— START OF ENTRIES PROVIDED —
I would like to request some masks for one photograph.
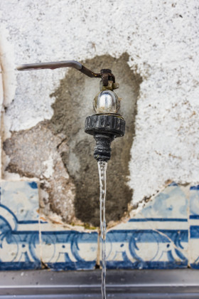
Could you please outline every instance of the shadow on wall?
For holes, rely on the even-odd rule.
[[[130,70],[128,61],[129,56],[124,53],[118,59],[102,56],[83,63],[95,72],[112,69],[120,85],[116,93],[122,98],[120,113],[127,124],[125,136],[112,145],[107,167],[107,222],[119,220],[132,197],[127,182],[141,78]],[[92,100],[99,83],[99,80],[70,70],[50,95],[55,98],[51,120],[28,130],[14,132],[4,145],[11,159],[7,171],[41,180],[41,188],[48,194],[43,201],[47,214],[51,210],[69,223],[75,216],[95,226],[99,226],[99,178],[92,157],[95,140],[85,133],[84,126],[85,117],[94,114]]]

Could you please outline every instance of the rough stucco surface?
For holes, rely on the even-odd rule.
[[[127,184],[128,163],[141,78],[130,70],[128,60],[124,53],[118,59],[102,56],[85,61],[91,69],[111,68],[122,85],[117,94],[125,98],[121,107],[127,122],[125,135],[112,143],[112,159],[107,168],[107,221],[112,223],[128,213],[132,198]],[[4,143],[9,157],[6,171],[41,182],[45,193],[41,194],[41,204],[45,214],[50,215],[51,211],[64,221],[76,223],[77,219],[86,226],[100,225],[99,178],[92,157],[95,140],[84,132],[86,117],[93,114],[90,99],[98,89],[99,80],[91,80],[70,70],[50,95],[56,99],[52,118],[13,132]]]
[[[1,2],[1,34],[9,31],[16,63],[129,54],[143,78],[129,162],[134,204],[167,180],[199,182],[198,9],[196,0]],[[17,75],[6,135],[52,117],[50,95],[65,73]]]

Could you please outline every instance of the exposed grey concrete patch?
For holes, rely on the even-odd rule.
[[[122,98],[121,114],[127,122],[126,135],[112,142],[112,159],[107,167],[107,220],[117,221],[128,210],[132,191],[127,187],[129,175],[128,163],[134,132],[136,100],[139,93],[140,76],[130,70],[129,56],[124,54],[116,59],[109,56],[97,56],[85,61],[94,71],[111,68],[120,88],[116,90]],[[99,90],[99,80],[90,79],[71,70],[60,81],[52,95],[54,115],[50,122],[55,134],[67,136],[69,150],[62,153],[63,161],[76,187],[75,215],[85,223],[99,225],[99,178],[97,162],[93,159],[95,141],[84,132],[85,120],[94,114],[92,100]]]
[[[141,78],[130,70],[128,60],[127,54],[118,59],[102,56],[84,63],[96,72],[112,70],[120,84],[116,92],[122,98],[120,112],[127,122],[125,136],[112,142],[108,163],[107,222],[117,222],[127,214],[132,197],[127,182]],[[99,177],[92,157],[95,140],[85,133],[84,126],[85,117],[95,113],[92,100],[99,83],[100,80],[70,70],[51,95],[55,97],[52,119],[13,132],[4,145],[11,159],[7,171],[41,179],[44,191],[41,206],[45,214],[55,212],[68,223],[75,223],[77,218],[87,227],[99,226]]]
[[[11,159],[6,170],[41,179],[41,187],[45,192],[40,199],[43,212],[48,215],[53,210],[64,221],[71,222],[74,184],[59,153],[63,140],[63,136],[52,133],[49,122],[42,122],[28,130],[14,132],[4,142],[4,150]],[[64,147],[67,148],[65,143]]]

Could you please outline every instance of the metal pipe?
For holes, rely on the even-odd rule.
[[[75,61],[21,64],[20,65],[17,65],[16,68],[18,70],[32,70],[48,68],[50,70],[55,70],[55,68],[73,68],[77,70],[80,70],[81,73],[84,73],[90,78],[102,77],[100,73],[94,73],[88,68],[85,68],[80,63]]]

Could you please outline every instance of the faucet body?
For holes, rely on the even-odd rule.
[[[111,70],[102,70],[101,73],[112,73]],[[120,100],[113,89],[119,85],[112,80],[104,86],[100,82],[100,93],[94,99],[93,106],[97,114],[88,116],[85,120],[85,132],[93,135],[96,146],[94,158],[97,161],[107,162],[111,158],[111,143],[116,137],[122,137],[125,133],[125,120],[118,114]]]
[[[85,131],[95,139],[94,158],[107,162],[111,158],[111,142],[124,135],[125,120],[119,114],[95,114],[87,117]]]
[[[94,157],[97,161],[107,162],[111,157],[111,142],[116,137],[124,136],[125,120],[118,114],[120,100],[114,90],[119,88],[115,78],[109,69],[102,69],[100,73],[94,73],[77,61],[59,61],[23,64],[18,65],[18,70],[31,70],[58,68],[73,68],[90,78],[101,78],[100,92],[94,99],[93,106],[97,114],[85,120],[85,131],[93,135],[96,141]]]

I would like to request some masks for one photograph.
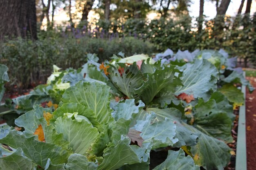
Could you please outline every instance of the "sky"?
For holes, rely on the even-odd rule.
— END OF ENTRIES PROVIDED —
**OBJECTIVE:** Identify each row that contains the word "every" and copy those rows in full.

**THE ANSWER:**
Could you please outline every instance of the shadow on wall?
Could you please outline every instance of the rough stucco surface?
Could you please outline every instance of the exposed grey concrete patch?
Could you please outline every instance of the metal pipe?
Could you please outline every instance of the faucet body?
Could you please outline every instance of the "sky"?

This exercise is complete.